Search the data for the word "rutted" and copy each line that has it.

########

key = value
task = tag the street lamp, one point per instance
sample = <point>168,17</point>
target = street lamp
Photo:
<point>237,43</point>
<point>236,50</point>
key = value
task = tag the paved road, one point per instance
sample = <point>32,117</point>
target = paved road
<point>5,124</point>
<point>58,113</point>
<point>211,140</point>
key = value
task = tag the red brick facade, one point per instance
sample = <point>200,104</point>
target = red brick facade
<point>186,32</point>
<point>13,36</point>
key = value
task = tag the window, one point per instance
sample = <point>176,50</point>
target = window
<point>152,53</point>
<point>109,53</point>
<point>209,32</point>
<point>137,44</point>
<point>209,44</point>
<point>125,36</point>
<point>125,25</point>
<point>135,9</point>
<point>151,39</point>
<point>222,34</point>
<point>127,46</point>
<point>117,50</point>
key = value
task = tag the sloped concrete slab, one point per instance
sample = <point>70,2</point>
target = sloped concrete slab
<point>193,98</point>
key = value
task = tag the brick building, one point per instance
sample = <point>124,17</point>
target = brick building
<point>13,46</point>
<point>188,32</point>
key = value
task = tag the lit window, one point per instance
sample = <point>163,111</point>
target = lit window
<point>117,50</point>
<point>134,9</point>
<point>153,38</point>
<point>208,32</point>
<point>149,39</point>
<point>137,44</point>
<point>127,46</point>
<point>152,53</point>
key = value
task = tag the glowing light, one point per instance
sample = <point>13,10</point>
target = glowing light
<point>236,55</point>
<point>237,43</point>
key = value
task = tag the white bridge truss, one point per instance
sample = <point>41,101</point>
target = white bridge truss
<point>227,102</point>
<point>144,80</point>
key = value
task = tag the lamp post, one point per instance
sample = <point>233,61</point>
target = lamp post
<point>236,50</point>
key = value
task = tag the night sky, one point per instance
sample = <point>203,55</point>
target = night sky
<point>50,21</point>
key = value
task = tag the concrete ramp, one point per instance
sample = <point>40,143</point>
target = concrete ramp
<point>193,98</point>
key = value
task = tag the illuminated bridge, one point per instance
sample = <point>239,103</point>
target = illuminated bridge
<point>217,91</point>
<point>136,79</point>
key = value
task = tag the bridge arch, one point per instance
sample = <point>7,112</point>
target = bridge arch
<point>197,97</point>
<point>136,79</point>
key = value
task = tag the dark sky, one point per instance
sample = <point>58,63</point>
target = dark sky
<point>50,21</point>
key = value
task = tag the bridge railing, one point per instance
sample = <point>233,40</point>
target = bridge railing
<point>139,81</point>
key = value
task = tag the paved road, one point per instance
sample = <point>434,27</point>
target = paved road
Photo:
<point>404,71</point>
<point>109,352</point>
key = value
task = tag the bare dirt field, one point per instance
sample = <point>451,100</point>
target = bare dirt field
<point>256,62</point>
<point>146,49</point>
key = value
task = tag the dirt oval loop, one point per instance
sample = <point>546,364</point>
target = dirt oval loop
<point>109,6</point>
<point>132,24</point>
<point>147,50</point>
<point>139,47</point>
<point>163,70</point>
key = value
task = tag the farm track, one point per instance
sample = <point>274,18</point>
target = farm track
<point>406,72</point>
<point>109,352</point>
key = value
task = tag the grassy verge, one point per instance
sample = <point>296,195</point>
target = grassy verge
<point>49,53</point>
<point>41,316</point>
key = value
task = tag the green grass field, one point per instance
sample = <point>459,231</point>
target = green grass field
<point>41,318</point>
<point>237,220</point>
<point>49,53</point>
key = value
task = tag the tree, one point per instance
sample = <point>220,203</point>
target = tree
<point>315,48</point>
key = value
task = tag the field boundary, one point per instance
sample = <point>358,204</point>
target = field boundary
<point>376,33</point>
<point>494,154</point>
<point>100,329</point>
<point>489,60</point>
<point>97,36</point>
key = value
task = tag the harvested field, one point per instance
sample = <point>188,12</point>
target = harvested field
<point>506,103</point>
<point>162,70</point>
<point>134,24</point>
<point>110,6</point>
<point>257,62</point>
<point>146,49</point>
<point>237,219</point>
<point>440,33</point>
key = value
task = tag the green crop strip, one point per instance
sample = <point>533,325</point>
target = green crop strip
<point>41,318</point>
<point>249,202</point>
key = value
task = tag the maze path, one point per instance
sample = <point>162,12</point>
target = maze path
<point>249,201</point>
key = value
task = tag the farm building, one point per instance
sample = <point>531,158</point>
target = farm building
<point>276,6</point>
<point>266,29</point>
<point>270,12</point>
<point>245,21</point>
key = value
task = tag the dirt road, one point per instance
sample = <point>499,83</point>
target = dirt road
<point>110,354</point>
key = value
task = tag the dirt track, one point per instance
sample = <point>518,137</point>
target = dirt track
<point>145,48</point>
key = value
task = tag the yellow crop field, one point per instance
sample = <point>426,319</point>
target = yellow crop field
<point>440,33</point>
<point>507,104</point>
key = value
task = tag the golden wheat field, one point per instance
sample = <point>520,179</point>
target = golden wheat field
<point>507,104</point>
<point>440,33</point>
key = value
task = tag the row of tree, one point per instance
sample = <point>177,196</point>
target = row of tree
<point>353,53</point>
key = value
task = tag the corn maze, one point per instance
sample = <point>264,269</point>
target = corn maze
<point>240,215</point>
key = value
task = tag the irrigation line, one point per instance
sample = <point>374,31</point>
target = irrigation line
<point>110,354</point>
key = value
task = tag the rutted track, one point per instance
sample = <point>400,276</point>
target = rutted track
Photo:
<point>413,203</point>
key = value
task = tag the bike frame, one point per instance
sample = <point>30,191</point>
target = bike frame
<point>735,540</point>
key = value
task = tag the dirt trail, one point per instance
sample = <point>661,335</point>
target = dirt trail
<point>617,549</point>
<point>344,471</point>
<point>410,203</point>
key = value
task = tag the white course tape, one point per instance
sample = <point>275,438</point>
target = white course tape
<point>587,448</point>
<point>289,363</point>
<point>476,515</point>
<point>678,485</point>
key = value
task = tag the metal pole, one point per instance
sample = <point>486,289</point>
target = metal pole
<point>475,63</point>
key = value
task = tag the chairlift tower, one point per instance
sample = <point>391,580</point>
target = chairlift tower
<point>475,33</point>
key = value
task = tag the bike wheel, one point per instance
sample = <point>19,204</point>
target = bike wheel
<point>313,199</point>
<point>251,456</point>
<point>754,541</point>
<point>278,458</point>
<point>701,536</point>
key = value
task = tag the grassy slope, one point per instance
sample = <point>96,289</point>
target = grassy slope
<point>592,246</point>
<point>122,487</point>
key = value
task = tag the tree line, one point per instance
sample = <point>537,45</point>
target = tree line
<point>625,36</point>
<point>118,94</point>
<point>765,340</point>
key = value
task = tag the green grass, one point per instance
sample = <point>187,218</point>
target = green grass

########

PROBLEM SOLUTION:
task = tag the rutted track, one point per instance
target = rutted track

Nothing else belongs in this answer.